» **What you are asked to do**
Everything from the line containing "and orange quoin" through the final line of the records must be transcribed verbatim; nothing else belongs in the result.

» **Entries**

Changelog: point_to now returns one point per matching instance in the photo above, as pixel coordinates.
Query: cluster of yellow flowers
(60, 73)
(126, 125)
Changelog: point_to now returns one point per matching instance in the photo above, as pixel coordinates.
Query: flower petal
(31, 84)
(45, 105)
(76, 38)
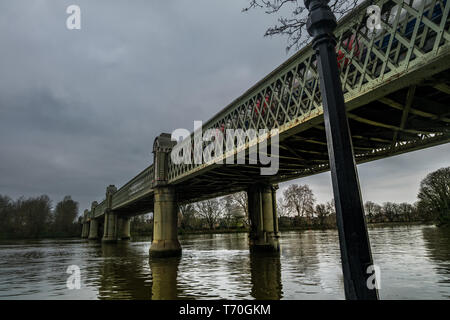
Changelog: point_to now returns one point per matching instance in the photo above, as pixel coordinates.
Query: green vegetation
(34, 218)
(297, 209)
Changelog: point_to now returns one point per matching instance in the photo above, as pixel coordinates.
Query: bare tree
(293, 25)
(434, 194)
(187, 215)
(210, 210)
(239, 199)
(300, 199)
(372, 210)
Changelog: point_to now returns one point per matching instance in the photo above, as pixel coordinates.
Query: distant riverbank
(299, 228)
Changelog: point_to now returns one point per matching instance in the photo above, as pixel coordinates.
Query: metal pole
(353, 238)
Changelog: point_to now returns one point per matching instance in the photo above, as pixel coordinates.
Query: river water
(414, 263)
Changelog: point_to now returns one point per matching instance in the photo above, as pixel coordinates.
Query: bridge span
(396, 85)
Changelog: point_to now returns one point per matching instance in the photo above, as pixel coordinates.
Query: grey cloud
(79, 109)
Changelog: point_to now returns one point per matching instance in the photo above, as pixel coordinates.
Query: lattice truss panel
(411, 33)
(136, 188)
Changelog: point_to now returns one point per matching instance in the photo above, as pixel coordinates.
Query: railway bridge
(396, 85)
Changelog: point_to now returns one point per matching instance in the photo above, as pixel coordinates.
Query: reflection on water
(414, 262)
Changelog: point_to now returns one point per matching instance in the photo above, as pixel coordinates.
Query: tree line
(35, 217)
(296, 207)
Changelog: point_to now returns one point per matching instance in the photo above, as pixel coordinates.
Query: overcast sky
(79, 109)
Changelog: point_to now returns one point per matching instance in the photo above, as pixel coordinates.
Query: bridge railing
(411, 32)
(135, 188)
(100, 209)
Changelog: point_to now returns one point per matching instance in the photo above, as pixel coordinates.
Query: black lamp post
(354, 241)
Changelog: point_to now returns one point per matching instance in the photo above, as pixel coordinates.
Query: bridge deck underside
(409, 119)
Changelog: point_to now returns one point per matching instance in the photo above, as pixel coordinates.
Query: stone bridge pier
(85, 229)
(262, 208)
(94, 224)
(165, 213)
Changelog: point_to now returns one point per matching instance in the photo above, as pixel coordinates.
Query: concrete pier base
(264, 234)
(165, 217)
(85, 230)
(124, 228)
(93, 230)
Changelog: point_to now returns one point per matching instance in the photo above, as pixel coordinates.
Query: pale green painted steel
(371, 66)
(411, 46)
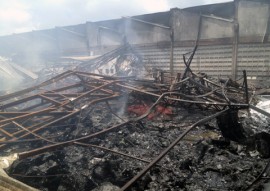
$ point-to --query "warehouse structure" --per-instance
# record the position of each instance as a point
(231, 36)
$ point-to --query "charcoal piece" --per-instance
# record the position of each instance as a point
(230, 127)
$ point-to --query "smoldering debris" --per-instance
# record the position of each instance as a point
(87, 131)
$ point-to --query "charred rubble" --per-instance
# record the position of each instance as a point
(86, 131)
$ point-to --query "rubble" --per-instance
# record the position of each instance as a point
(86, 131)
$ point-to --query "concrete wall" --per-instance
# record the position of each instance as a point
(216, 38)
(252, 18)
(138, 32)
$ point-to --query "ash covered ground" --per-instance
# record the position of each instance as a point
(203, 160)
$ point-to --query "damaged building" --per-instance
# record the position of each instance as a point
(176, 100)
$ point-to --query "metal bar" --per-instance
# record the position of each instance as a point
(110, 150)
(246, 86)
(26, 115)
(260, 110)
(163, 153)
(218, 18)
(149, 23)
(32, 133)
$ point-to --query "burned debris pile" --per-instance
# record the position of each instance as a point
(86, 131)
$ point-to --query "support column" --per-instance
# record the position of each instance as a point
(235, 41)
(172, 52)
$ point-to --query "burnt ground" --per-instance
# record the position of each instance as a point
(204, 160)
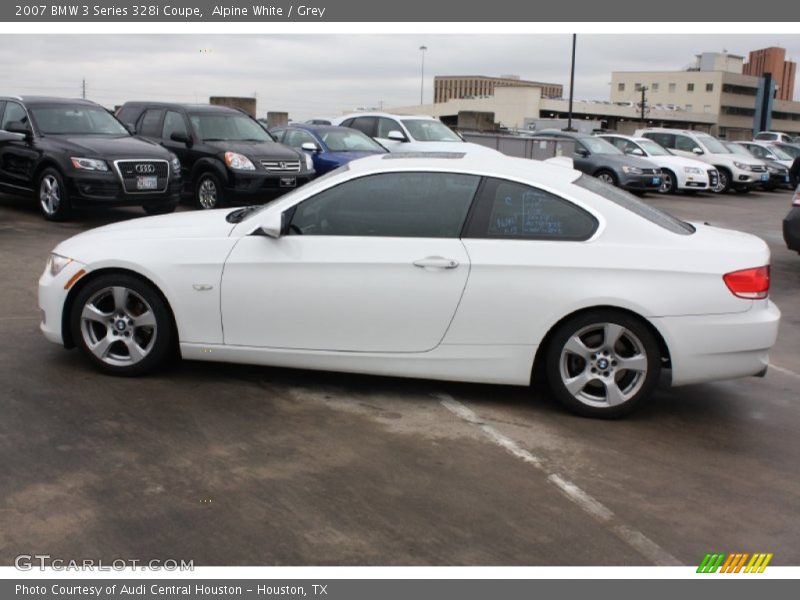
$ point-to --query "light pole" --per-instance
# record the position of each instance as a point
(422, 49)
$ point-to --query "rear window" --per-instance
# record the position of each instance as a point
(633, 204)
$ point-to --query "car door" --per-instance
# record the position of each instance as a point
(18, 156)
(374, 264)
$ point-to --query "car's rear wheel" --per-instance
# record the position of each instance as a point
(122, 324)
(52, 195)
(607, 177)
(208, 192)
(602, 363)
(668, 182)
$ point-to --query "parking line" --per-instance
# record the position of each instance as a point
(590, 505)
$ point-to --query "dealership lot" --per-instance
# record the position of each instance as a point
(226, 464)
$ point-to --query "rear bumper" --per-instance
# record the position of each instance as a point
(714, 347)
(791, 229)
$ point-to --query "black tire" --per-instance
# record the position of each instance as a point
(160, 209)
(723, 181)
(608, 177)
(670, 183)
(102, 334)
(600, 365)
(208, 192)
(52, 195)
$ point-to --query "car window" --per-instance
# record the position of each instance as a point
(425, 205)
(13, 112)
(386, 125)
(364, 125)
(297, 137)
(685, 143)
(510, 210)
(636, 206)
(173, 123)
(150, 122)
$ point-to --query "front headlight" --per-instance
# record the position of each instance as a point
(89, 164)
(57, 263)
(239, 162)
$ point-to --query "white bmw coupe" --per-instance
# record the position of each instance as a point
(437, 265)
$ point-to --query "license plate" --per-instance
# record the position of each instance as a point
(147, 183)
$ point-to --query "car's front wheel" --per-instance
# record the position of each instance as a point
(602, 363)
(52, 194)
(122, 324)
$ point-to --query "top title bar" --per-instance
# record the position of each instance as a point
(333, 11)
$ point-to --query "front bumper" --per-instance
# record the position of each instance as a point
(714, 347)
(93, 189)
(641, 183)
(791, 229)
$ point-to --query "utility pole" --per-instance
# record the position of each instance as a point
(572, 82)
(422, 49)
(644, 89)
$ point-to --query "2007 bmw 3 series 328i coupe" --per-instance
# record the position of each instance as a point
(436, 265)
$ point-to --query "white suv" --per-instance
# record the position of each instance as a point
(408, 133)
(735, 172)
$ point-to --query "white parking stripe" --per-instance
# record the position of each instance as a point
(635, 539)
(788, 372)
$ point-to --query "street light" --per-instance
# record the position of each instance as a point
(422, 49)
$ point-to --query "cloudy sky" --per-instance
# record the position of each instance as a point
(319, 75)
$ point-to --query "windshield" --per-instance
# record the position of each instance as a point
(63, 119)
(713, 145)
(598, 146)
(429, 130)
(652, 148)
(348, 140)
(227, 127)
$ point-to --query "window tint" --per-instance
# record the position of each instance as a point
(297, 137)
(511, 210)
(13, 112)
(633, 204)
(173, 123)
(150, 122)
(432, 205)
(387, 125)
(364, 125)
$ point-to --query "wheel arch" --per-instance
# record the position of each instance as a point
(538, 371)
(66, 330)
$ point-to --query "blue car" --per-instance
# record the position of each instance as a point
(331, 146)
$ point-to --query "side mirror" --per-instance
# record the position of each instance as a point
(178, 136)
(272, 224)
(21, 128)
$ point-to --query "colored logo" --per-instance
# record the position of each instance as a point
(734, 563)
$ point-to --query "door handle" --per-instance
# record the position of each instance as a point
(436, 262)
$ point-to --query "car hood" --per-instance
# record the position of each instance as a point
(260, 150)
(193, 224)
(97, 146)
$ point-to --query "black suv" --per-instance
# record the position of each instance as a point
(74, 153)
(226, 154)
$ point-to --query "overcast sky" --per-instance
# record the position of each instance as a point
(319, 75)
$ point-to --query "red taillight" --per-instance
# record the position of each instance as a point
(752, 284)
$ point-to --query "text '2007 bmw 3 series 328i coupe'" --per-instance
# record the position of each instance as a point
(445, 266)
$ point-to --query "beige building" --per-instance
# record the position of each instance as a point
(448, 87)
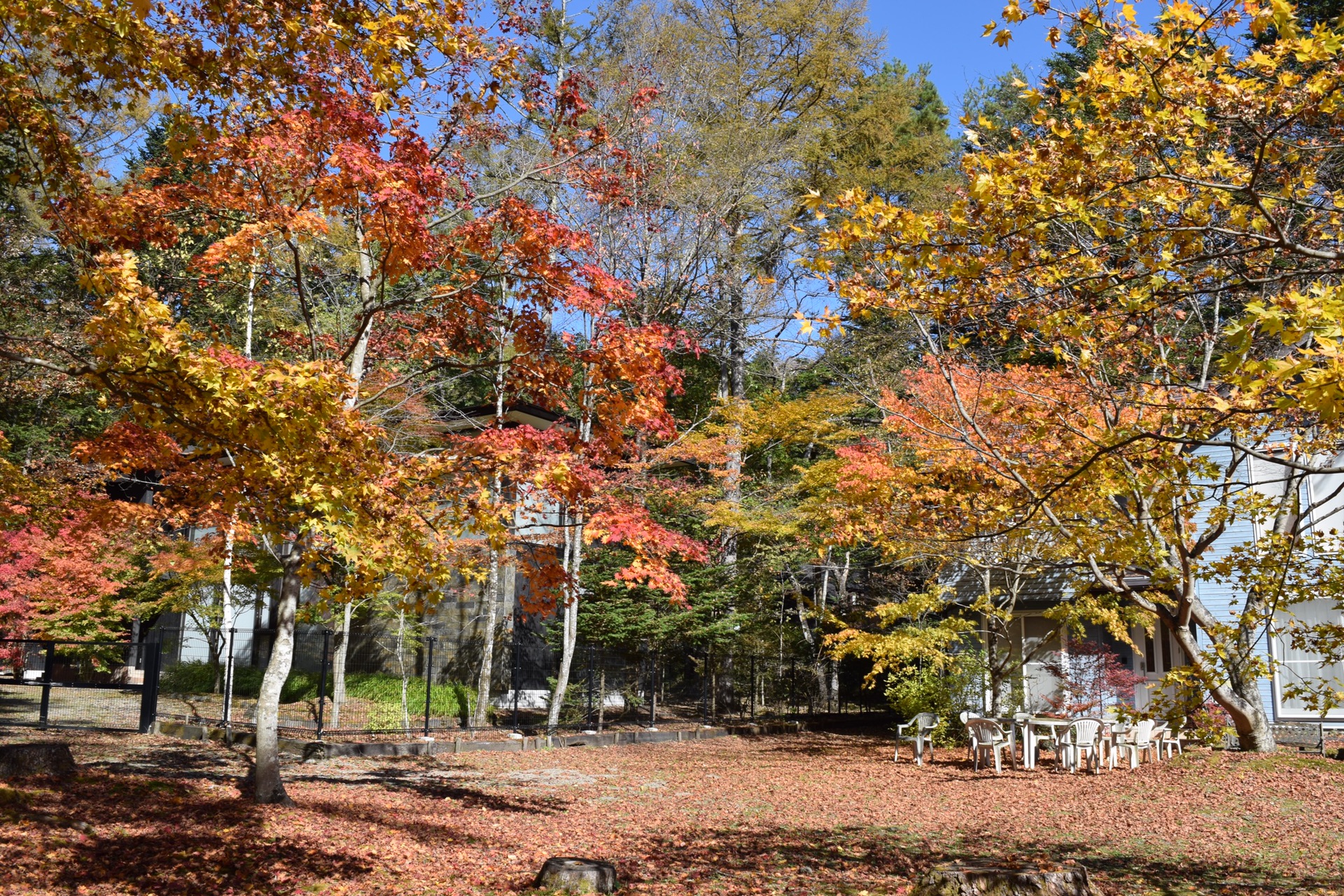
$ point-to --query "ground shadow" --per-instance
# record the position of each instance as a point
(162, 837)
(853, 859)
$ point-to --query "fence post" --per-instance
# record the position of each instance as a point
(514, 673)
(654, 690)
(590, 716)
(753, 688)
(150, 688)
(321, 680)
(793, 687)
(429, 678)
(48, 663)
(229, 682)
(705, 691)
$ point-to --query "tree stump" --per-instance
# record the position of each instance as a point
(969, 880)
(577, 876)
(20, 761)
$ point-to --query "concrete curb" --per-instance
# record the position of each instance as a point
(314, 750)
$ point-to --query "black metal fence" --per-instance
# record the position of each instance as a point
(78, 684)
(382, 684)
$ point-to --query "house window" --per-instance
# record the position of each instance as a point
(1304, 666)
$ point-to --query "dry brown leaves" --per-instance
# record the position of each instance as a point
(799, 814)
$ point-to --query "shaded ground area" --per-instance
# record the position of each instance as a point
(818, 813)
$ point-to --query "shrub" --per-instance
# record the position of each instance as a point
(198, 676)
(946, 692)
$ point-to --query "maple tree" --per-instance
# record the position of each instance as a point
(326, 453)
(1166, 245)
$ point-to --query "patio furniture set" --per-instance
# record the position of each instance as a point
(1077, 743)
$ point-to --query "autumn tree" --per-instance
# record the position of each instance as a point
(295, 166)
(1166, 246)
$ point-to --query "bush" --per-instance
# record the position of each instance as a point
(946, 692)
(384, 691)
(198, 676)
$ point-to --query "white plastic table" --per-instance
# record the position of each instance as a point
(1030, 735)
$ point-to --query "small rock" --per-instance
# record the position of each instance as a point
(51, 758)
(577, 876)
(968, 880)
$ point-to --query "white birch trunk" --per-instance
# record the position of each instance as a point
(270, 789)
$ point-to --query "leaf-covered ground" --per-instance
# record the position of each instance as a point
(802, 814)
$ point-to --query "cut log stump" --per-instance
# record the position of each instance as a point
(20, 761)
(577, 876)
(971, 880)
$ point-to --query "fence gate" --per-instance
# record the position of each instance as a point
(78, 684)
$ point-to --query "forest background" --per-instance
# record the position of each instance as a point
(258, 257)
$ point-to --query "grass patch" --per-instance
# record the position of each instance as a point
(384, 691)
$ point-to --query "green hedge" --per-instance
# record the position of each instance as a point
(378, 688)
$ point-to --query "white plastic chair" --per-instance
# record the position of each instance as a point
(1168, 742)
(1135, 742)
(1023, 722)
(1082, 743)
(987, 736)
(924, 726)
(964, 716)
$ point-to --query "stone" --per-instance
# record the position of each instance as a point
(971, 880)
(20, 761)
(577, 876)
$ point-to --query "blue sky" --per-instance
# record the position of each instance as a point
(946, 35)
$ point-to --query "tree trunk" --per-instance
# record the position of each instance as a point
(489, 596)
(1240, 696)
(270, 789)
(562, 679)
(339, 664)
(570, 630)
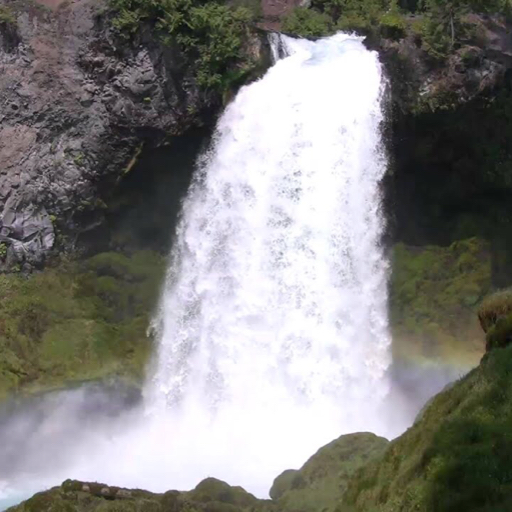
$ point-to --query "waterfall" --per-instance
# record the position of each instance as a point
(273, 335)
(272, 330)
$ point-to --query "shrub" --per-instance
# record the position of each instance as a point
(307, 23)
(494, 307)
(392, 23)
(7, 17)
(211, 33)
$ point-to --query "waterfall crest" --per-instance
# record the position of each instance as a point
(273, 325)
(272, 331)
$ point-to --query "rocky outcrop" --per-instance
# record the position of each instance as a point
(422, 83)
(321, 482)
(211, 495)
(76, 104)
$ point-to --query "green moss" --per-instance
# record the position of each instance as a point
(321, 482)
(456, 457)
(7, 16)
(434, 295)
(495, 307)
(211, 495)
(77, 321)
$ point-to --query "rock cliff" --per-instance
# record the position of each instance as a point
(77, 102)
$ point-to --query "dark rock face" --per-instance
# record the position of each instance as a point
(76, 103)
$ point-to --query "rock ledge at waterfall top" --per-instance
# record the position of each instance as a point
(423, 84)
(77, 103)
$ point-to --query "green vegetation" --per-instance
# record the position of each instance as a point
(210, 495)
(440, 25)
(77, 321)
(213, 34)
(456, 458)
(494, 307)
(434, 295)
(495, 315)
(307, 22)
(7, 16)
(320, 483)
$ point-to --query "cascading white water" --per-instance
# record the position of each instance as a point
(273, 325)
(273, 335)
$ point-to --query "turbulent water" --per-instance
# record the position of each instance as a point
(273, 326)
(273, 334)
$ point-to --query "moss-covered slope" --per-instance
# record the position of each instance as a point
(434, 295)
(77, 321)
(455, 458)
(321, 482)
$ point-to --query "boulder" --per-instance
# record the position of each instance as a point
(319, 485)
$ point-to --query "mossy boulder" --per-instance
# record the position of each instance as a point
(321, 482)
(456, 457)
(211, 495)
(434, 296)
(78, 321)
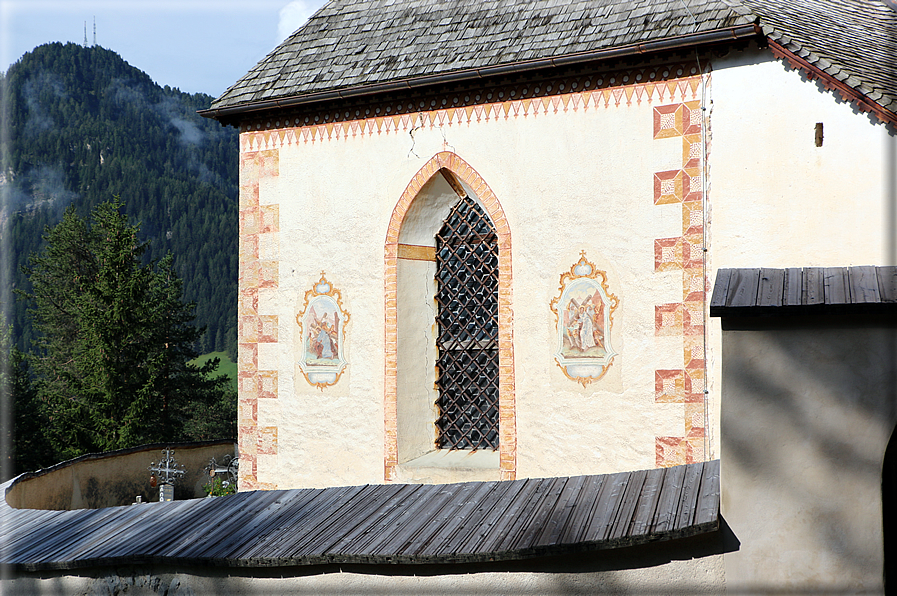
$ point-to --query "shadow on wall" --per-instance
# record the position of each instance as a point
(115, 478)
(809, 407)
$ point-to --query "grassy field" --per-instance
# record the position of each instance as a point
(224, 367)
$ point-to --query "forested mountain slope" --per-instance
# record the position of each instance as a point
(84, 126)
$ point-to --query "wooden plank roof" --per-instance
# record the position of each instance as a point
(375, 524)
(811, 290)
(351, 44)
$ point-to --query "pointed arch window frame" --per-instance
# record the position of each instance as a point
(455, 170)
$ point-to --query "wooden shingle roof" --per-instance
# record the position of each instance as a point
(358, 44)
(376, 524)
(811, 290)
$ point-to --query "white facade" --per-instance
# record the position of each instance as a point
(612, 175)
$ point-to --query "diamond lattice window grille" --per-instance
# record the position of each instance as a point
(467, 339)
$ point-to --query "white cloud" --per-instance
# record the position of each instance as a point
(294, 15)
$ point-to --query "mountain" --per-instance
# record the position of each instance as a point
(83, 126)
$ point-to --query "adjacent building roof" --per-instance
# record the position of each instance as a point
(811, 290)
(391, 523)
(352, 46)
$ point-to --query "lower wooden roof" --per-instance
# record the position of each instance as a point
(376, 524)
(811, 290)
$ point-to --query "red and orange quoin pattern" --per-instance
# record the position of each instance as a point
(261, 141)
(682, 253)
(256, 221)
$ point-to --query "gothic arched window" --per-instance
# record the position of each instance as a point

» **Solved exercise**
$ point-to --query "red and orange quoin pattern" --per-instance
# record the position of each instance as a point
(261, 141)
(682, 253)
(256, 221)
$ point-to --query "gothic arched window" --per-instance
# record the position of each instance as a point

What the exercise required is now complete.